Your task is to copy every line of this material exactly.
[start of LISTED RECORDS]
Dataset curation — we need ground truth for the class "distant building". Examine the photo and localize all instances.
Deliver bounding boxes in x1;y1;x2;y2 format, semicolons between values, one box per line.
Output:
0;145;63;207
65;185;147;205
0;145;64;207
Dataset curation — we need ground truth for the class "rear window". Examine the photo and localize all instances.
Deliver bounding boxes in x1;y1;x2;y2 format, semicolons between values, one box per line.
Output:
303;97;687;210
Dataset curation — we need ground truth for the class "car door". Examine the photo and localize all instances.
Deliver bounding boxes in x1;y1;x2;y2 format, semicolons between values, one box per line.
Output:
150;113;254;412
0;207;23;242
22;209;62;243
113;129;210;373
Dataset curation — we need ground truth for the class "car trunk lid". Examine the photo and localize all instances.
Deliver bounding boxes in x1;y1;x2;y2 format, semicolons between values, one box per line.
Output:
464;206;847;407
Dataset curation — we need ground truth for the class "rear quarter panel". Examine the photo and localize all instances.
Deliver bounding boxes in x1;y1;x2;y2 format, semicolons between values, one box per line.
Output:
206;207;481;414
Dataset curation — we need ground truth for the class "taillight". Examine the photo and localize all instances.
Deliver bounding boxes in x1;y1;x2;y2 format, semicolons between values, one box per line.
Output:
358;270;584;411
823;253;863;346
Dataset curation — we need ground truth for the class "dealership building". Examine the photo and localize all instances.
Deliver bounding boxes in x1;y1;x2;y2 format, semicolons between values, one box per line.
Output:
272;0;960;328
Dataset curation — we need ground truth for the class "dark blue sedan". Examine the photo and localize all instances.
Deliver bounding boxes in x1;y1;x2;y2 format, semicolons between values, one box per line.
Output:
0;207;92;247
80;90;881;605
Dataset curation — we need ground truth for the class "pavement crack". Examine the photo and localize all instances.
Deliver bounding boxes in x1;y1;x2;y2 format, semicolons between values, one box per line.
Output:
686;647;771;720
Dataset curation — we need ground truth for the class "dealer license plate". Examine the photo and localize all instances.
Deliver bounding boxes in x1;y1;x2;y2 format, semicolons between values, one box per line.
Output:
[end of LISTED RECORDS]
(TASK ANSWER)
Dataset curation — we need ground truth for the class "distant building". Examine the photo and localize all instances.
Deliver bounding boxes in x1;y1;x2;y2 format, semicolons between values, one box per line.
Output:
0;145;63;207
65;185;147;205
0;145;64;207
Dataset curation — we need ground truth for the class "rear window". Examine the photo and localize all instances.
Deliver bounding boxes in x1;y1;x2;y2 format, semicolons between values, one box per line.
Output:
303;97;687;210
Dataset curation — we need ground truth for the class "car door". Examine the photo and localize all instances.
Deliver bounding boxes in x1;y1;x2;y2 format, semicolons between values, one box per line.
Output:
150;113;254;412
0;207;23;242
22;209;62;243
113;129;210;373
Dataset curation — we need ground truth for the class "car trunk lid". Examine the photo and localize all instances.
Deliver bounding boxes in x1;y1;x2;y2 format, semicolons between values, one box per line.
Output:
464;206;847;407
Dataset curation — we need ground truth for the class "rear quarter panel". Examine the photo and localize all instances.
Deliver bounding boxes in x1;y1;x2;y2 format, semicolons between values, one box per line.
Output:
206;207;481;414
Dataset curation — we need ground truth for the class "taillight". Examine the photo and localize all instances.
Deliver bounding boxes in x1;y1;x2;y2 format, semicolons between values, one box per line.
Output:
358;270;584;411
823;253;863;346
Dataset curation — we need ground truth for the class "dealership building". Examine the photo and localize all instances.
Deliver bounding boxes in x1;y1;x2;y2 format, semicolons between values, one box per line.
Output:
272;0;960;328
Dataset curation — we need ground truth for the class "dark blue sedan". Examine the photo and localize all instances.
Deliver bounding boxes in x1;y1;x2;y2 format, semicolons between values, one box per line.
Output:
0;207;92;247
80;90;881;605
Dataset curation — we need ground truth for the class "pavement crack". Examine the photo and localize all instances.
Deliver bounding boxes in x1;y1;x2;y2 format, semicolons between values, one box per line.
Output:
686;647;771;720
Dataset curation — we need ground truth for the class "dealer license plate". Examine the photo and localize all instances.
Deliver bounding boxes in x1;y1;x2;y2 format, semicolons between values, one box per line.
Output:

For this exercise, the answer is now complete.